**EXERCISE PROMPT**
Output exactly the lines from the line with "form: x=334 y=182." through the end of the records below. Include nothing else.

**DATA FOR THIS TASK**
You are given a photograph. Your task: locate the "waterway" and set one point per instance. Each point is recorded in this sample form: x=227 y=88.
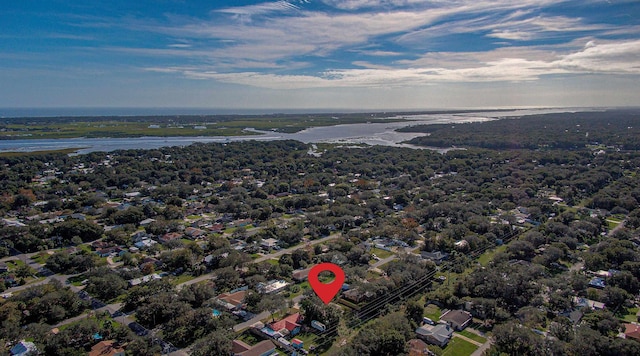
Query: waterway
x=370 y=133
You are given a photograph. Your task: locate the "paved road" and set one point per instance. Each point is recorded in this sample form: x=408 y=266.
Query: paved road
x=392 y=257
x=467 y=339
x=383 y=261
x=480 y=351
x=248 y=323
x=277 y=254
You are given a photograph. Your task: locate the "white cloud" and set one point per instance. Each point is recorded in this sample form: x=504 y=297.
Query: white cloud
x=608 y=58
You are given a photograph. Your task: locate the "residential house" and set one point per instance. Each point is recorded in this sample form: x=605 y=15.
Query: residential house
x=437 y=257
x=145 y=243
x=271 y=287
x=145 y=279
x=288 y=325
x=587 y=303
x=268 y=244
x=106 y=348
x=597 y=282
x=24 y=348
x=632 y=331
x=263 y=348
x=232 y=301
x=458 y=319
x=106 y=252
x=300 y=275
x=418 y=347
x=438 y=334
x=147 y=222
x=216 y=228
x=169 y=237
x=194 y=233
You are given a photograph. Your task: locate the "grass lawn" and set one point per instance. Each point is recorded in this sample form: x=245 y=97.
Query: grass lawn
x=13 y=264
x=432 y=312
x=629 y=316
x=41 y=257
x=249 y=338
x=181 y=278
x=473 y=336
x=308 y=339
x=381 y=253
x=302 y=287
x=487 y=257
x=459 y=347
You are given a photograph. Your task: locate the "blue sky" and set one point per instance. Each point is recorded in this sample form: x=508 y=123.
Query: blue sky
x=319 y=54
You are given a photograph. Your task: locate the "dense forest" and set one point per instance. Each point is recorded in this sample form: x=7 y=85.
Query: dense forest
x=543 y=200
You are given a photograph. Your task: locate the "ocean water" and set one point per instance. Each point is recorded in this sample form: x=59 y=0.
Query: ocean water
x=370 y=133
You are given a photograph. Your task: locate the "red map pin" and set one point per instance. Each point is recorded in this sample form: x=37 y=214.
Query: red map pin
x=326 y=291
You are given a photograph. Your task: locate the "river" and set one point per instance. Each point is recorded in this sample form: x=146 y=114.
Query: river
x=370 y=133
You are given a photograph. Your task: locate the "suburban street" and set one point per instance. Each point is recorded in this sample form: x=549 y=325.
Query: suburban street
x=277 y=254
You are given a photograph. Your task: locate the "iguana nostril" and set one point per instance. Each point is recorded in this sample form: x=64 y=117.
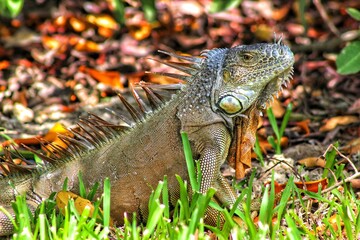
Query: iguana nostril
x=230 y=104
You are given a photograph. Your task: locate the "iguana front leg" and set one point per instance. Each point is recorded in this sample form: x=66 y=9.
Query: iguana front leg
x=212 y=143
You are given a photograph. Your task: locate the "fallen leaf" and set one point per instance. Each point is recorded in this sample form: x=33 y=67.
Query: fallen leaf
x=50 y=137
x=277 y=109
x=4 y=64
x=313 y=162
x=62 y=200
x=352 y=147
x=140 y=31
x=239 y=156
x=312 y=186
x=84 y=45
x=104 y=21
x=333 y=122
x=304 y=125
x=110 y=78
x=355 y=183
x=77 y=24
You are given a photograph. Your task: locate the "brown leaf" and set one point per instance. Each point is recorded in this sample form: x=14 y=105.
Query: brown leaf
x=352 y=147
x=313 y=186
x=277 y=109
x=333 y=122
x=244 y=139
x=4 y=64
x=62 y=200
x=304 y=125
x=313 y=162
x=355 y=183
x=110 y=78
x=77 y=24
x=104 y=21
x=51 y=137
x=140 y=31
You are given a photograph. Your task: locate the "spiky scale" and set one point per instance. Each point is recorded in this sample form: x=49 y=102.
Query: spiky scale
x=136 y=159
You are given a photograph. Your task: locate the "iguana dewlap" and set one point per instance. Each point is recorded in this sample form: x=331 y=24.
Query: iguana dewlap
x=222 y=84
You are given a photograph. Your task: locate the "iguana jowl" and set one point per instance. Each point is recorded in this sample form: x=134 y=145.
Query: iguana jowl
x=222 y=84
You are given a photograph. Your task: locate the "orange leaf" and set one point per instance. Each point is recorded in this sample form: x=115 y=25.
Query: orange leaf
x=352 y=147
x=62 y=200
x=110 y=78
x=55 y=43
x=51 y=136
x=87 y=46
x=312 y=186
x=77 y=24
x=141 y=31
x=4 y=64
x=333 y=122
x=355 y=183
x=313 y=162
x=304 y=125
x=104 y=21
x=278 y=109
x=244 y=139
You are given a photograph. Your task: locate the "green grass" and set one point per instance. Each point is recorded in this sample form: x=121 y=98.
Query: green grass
x=285 y=216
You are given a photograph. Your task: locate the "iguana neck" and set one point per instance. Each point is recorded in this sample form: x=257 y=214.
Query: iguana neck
x=197 y=108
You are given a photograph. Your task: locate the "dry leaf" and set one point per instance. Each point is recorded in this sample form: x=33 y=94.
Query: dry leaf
x=355 y=183
x=4 y=64
x=313 y=186
x=239 y=156
x=339 y=120
x=104 y=20
x=313 y=162
x=63 y=197
x=77 y=24
x=110 y=78
x=141 y=31
x=304 y=125
x=84 y=45
x=352 y=147
x=277 y=109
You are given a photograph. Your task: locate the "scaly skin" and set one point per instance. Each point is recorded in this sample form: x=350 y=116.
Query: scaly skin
x=222 y=86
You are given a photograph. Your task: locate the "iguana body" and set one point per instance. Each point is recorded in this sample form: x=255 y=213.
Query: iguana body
x=222 y=84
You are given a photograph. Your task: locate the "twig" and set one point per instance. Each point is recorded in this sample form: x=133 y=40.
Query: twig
x=325 y=17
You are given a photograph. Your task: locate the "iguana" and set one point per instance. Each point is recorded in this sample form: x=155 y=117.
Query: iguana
x=222 y=85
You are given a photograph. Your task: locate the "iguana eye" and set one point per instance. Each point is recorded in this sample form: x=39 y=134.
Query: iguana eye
x=247 y=57
x=230 y=104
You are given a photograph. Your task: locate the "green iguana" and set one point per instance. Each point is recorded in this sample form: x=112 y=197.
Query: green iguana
x=222 y=85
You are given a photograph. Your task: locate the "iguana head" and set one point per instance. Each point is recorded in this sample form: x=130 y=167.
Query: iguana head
x=251 y=74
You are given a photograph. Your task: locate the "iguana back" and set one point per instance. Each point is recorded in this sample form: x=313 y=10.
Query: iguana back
x=223 y=84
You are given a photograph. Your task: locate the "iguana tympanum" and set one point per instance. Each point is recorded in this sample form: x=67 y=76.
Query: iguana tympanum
x=222 y=85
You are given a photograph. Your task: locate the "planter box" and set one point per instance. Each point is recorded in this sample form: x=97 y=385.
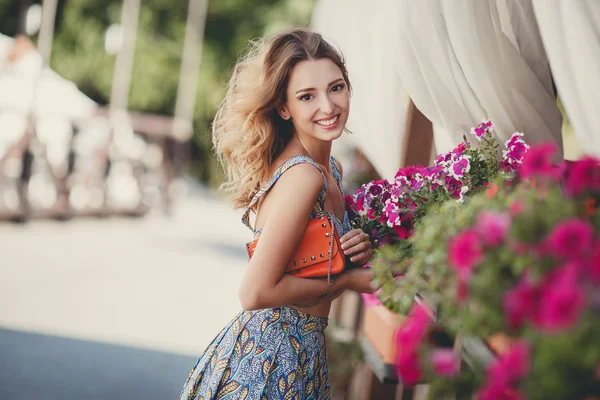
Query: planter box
x=380 y=326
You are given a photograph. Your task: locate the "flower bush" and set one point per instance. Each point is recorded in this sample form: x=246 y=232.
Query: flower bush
x=389 y=211
x=522 y=260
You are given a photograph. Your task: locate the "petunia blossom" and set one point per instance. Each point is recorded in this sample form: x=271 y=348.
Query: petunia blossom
x=571 y=239
x=582 y=175
x=492 y=226
x=562 y=300
x=465 y=251
x=521 y=302
x=537 y=162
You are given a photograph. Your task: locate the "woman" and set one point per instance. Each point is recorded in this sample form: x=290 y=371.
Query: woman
x=287 y=101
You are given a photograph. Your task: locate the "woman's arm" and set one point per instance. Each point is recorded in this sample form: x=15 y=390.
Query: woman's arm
x=290 y=204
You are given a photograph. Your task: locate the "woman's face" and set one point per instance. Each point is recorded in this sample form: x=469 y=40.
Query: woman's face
x=318 y=100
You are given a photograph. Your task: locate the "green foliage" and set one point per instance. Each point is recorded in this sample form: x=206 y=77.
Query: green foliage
x=563 y=364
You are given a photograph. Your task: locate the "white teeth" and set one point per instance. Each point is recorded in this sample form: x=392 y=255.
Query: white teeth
x=328 y=122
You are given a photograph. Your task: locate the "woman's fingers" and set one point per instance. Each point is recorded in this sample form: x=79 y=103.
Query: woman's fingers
x=350 y=235
x=353 y=240
x=357 y=248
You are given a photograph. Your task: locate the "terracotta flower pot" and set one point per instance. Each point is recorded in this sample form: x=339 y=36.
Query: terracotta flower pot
x=380 y=327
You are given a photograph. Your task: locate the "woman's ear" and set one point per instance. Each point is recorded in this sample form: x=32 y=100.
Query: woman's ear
x=283 y=112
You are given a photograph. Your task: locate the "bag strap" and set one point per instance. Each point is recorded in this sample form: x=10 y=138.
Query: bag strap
x=336 y=173
x=319 y=206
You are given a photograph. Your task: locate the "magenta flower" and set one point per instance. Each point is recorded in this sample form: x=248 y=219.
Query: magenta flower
x=537 y=162
x=410 y=335
x=465 y=252
x=497 y=392
x=515 y=208
x=444 y=362
x=370 y=299
x=492 y=226
x=570 y=239
x=504 y=375
x=562 y=300
x=349 y=202
x=408 y=367
x=413 y=330
x=512 y=366
x=593 y=264
x=521 y=302
x=372 y=214
x=460 y=167
x=583 y=175
x=460 y=149
x=481 y=129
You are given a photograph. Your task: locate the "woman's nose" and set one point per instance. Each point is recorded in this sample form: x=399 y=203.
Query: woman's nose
x=326 y=105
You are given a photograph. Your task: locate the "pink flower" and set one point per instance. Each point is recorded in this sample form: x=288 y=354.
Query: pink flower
x=401 y=231
x=460 y=149
x=460 y=167
x=370 y=299
x=515 y=208
x=504 y=374
x=481 y=129
x=414 y=328
x=593 y=264
x=492 y=226
x=562 y=300
x=444 y=362
x=583 y=175
x=570 y=239
x=465 y=252
x=372 y=214
x=408 y=367
x=496 y=392
x=409 y=337
x=537 y=162
x=521 y=302
x=513 y=365
x=515 y=150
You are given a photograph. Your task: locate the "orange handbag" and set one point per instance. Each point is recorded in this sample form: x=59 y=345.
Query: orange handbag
x=318 y=255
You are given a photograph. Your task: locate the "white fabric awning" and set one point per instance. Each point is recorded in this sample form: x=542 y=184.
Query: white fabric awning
x=363 y=32
x=571 y=33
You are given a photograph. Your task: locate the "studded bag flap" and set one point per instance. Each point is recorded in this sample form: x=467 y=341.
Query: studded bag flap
x=318 y=254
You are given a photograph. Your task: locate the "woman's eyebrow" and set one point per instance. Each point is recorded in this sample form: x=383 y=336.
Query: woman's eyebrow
x=329 y=84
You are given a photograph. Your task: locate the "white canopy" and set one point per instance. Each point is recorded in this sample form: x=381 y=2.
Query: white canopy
x=571 y=34
x=363 y=33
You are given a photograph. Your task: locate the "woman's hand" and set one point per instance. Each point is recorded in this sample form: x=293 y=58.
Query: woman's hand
x=357 y=280
x=357 y=245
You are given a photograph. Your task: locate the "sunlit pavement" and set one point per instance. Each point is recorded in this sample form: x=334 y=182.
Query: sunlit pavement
x=116 y=308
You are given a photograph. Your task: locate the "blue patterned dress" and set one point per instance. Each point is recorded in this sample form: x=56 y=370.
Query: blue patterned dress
x=275 y=353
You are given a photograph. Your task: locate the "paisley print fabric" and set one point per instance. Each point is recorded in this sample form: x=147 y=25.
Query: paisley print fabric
x=276 y=353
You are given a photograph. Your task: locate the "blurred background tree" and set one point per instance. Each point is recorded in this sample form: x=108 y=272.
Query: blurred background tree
x=78 y=53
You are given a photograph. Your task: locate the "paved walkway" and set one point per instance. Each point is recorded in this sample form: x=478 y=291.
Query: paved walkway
x=127 y=304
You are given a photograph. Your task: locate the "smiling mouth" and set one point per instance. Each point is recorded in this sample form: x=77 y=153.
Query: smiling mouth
x=328 y=122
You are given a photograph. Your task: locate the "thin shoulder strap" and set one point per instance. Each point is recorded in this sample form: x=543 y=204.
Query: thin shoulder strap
x=280 y=170
x=336 y=172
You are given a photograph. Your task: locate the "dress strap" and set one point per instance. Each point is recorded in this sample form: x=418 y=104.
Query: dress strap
x=280 y=170
x=336 y=173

**RESULT OF THIS TASK**
You are given a photograph. Your task: locate the "sunlit pavement" and set one point per instance. Each point is recorded in this sample form: x=334 y=182.
Query: sunlit pavement
x=116 y=308
You are given a photograph. Your task: locate the "blue patterned dress" and set one point per instance. Each point is recorded in this sample form: x=56 y=370.
Query: blue patterned dress
x=275 y=353
You are given a photograph. Your task: locate the "paisley print fabric" and set one point per instance. Each point is recorded in this sample form: x=147 y=25.
Query: paisley print fabric
x=276 y=353
You are given a photograph. Your task: locate the "blurred background tree" and set one point per instance. Each point is recorded in this sample form: x=108 y=272.
Query: blurred background tree
x=78 y=53
You are given a photograph. Your task: locate the "paved walkway" and set one point per instance. Each point is recorded in this sample form: x=478 y=291.
Query: paved walkway
x=127 y=304
You are given a photograph. Your task: locate the "smiling mouth" and set one point per instance. Each point is recorded in this sample form: x=77 y=153.
Query: smiling mouth
x=328 y=122
You are given a photograph. Your task: locate the "thin shoulder strap" and set one point per instance. Each point is recorded in this sample form: x=543 y=204.
Query: thin shoulder strap
x=280 y=170
x=336 y=172
You are given a photograph. Your task: locate the "dress strap" and set one point per instance. Each point is recorded in this sample form: x=418 y=104.
Query: dress strap
x=280 y=170
x=336 y=173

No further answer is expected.